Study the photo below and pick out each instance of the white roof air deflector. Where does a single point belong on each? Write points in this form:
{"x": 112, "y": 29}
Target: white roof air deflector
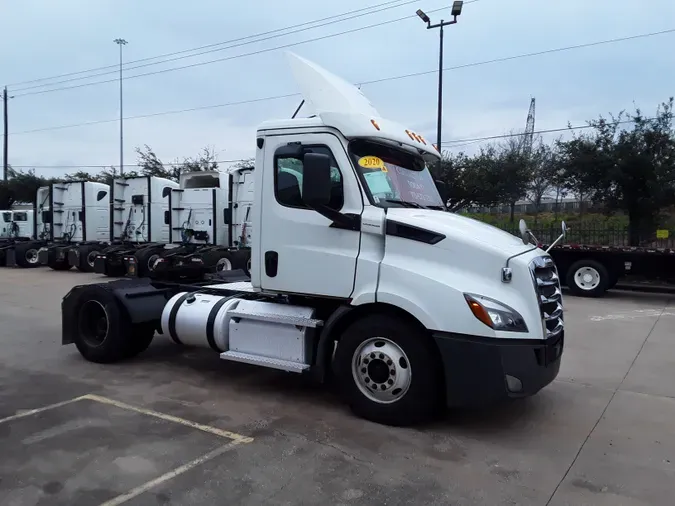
{"x": 325, "y": 92}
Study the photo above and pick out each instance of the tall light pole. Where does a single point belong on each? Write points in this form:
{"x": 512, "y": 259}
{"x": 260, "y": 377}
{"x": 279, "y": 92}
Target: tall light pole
{"x": 121, "y": 43}
{"x": 456, "y": 11}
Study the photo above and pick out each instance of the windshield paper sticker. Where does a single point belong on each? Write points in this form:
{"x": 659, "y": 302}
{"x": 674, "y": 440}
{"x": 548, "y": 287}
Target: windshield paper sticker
{"x": 372, "y": 162}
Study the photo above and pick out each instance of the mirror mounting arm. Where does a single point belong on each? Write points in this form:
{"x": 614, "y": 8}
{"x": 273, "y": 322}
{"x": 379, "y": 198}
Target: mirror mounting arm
{"x": 340, "y": 220}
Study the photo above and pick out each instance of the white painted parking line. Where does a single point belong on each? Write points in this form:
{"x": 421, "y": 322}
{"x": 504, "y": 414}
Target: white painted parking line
{"x": 170, "y": 418}
{"x": 235, "y": 440}
{"x": 30, "y": 412}
{"x": 111, "y": 402}
{"x": 121, "y": 499}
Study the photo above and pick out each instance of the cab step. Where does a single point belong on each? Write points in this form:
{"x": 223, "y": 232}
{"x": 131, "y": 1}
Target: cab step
{"x": 269, "y": 334}
{"x": 272, "y": 363}
{"x": 298, "y": 321}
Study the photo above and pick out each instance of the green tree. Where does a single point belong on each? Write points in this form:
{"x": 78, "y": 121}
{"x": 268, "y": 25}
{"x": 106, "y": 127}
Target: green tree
{"x": 631, "y": 169}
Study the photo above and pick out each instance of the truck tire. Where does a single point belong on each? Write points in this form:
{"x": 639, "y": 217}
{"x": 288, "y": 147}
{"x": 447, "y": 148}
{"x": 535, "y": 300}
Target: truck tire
{"x": 145, "y": 260}
{"x": 588, "y": 278}
{"x": 27, "y": 255}
{"x": 219, "y": 260}
{"x": 88, "y": 254}
{"x": 374, "y": 362}
{"x": 104, "y": 332}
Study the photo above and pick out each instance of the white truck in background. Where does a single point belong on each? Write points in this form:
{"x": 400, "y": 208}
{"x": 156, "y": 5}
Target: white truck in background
{"x": 23, "y": 251}
{"x": 209, "y": 222}
{"x": 139, "y": 226}
{"x": 17, "y": 224}
{"x": 357, "y": 272}
{"x": 78, "y": 218}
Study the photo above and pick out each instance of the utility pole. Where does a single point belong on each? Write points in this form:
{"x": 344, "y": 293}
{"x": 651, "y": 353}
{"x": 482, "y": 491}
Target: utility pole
{"x": 456, "y": 11}
{"x": 5, "y": 115}
{"x": 121, "y": 43}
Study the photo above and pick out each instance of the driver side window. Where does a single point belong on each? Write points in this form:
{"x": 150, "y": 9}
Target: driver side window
{"x": 288, "y": 174}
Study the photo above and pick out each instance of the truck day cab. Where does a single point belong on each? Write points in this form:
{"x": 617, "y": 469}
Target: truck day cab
{"x": 357, "y": 273}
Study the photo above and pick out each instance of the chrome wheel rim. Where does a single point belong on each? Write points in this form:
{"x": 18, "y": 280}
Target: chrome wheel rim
{"x": 223, "y": 264}
{"x": 381, "y": 370}
{"x": 587, "y": 278}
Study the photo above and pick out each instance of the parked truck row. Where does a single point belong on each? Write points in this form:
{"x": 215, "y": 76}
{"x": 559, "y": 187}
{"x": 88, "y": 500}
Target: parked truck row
{"x": 135, "y": 225}
{"x": 145, "y": 225}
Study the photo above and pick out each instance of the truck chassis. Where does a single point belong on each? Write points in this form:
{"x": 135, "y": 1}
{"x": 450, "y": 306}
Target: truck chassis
{"x": 589, "y": 271}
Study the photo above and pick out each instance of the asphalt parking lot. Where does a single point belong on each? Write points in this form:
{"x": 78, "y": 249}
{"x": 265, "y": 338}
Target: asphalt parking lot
{"x": 178, "y": 426}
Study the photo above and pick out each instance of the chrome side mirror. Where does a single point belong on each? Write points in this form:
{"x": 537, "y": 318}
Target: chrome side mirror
{"x": 560, "y": 238}
{"x": 524, "y": 232}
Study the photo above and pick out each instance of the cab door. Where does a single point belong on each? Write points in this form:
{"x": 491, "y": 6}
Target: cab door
{"x": 302, "y": 251}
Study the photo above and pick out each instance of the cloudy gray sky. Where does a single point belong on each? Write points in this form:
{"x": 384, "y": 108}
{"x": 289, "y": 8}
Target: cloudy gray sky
{"x": 46, "y": 38}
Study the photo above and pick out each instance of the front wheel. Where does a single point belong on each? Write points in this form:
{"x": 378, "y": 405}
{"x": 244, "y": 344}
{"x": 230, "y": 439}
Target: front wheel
{"x": 389, "y": 371}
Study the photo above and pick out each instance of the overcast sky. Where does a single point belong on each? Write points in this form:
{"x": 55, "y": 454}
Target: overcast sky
{"x": 43, "y": 38}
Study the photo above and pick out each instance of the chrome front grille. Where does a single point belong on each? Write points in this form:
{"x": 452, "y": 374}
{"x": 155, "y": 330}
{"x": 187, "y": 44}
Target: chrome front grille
{"x": 547, "y": 286}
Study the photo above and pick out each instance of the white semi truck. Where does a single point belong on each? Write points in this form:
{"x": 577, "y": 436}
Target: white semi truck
{"x": 210, "y": 226}
{"x": 16, "y": 226}
{"x": 79, "y": 215}
{"x": 139, "y": 225}
{"x": 23, "y": 251}
{"x": 357, "y": 272}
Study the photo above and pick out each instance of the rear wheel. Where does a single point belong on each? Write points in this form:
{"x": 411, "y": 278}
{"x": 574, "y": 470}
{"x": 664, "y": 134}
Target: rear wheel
{"x": 219, "y": 260}
{"x": 88, "y": 257}
{"x": 27, "y": 255}
{"x": 146, "y": 260}
{"x": 389, "y": 371}
{"x": 104, "y": 332}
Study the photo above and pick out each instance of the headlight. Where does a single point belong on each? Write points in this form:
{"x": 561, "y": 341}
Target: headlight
{"x": 494, "y": 314}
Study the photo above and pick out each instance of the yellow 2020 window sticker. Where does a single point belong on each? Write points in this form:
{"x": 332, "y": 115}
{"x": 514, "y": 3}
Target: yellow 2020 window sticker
{"x": 372, "y": 162}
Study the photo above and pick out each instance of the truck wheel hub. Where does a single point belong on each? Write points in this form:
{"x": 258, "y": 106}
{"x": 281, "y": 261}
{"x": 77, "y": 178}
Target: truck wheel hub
{"x": 587, "y": 278}
{"x": 223, "y": 264}
{"x": 31, "y": 256}
{"x": 381, "y": 370}
{"x": 91, "y": 258}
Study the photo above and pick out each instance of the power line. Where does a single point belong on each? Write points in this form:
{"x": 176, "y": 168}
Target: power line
{"x": 234, "y": 57}
{"x": 464, "y": 141}
{"x": 451, "y": 143}
{"x": 242, "y": 41}
{"x": 374, "y": 81}
{"x": 112, "y": 166}
{"x": 106, "y": 67}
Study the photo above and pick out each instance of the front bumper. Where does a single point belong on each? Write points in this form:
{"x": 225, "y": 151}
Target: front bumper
{"x": 480, "y": 371}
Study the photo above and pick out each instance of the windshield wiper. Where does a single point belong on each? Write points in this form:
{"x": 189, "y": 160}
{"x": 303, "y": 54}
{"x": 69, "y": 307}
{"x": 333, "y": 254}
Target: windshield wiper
{"x": 405, "y": 203}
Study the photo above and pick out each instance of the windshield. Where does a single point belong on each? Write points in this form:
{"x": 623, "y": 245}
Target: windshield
{"x": 395, "y": 178}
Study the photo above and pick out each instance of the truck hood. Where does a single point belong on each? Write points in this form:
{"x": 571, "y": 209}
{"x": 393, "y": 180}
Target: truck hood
{"x": 460, "y": 230}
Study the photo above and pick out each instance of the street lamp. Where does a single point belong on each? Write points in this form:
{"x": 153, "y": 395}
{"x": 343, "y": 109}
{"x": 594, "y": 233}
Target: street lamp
{"x": 455, "y": 12}
{"x": 121, "y": 43}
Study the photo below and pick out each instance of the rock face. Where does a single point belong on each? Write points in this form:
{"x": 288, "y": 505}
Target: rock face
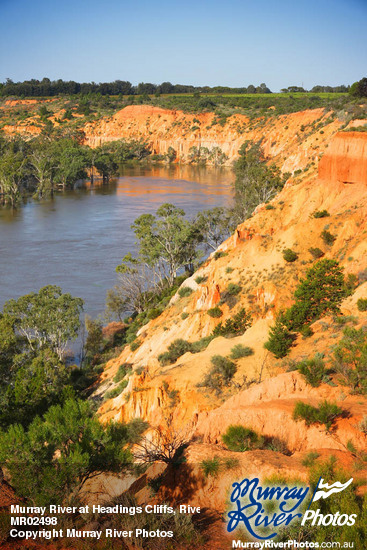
{"x": 346, "y": 159}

- [Task] Please give the lines from the one containing "of the street" through the last line above, both included, as a JSON list of strings with one string per line. Omit blank lines and the pictures.

- [Final result]
[
  "Study the photo above and pick out each instance of the street lamp. Where does a single point belong on each? Write points in this form:",
  "{\"x\": 153, \"y\": 395}",
  "{\"x\": 343, \"y\": 109}",
  "{\"x\": 594, \"y\": 233}",
  "Target: street lamp",
  "{\"x\": 455, \"y\": 12}",
  "{\"x\": 121, \"y\": 43}",
  "Study the photo below and pick out each instance of the rock face. Where does a single point belong on each? Write points in this form:",
  "{\"x\": 288, \"y\": 505}",
  "Target: rock face",
  "{\"x\": 346, \"y\": 159}"
]